### Given problem:
Reproduce every entry below line for line without any changes. Leave the pictures out.

### Labeled region entries:
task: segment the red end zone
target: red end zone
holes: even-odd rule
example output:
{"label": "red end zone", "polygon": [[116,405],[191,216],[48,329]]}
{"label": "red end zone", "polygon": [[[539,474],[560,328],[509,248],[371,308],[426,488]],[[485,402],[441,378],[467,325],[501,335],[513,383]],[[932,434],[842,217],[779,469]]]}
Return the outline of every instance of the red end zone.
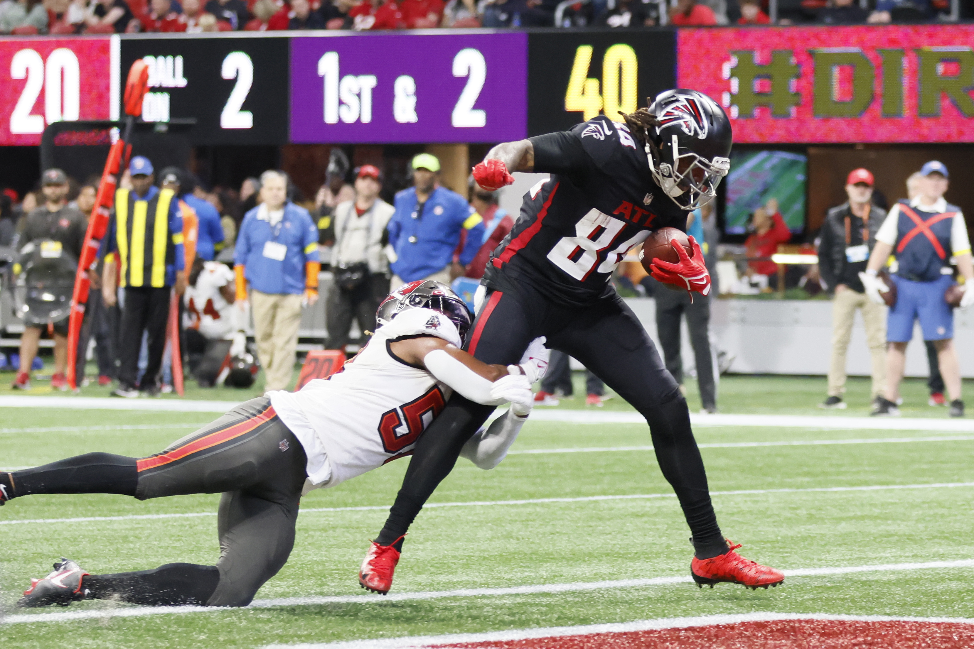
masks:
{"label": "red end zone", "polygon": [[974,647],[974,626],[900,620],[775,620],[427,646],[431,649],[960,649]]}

### Solved problem:
task: segment the red end zone
target: red end zone
holes: even-odd rule
example output:
{"label": "red end zone", "polygon": [[116,405],[191,216],[48,329]]}
{"label": "red end zone", "polygon": [[[539,474],[560,328],[509,248],[371,308],[426,488]],[[485,402],[441,378],[467,325],[501,335],[513,383]],[[932,434],[842,217],[779,469]]]}
Return the outline of every instance of the red end zone.
masks:
{"label": "red end zone", "polygon": [[974,647],[974,626],[900,620],[775,620],[427,646],[431,649],[960,649]]}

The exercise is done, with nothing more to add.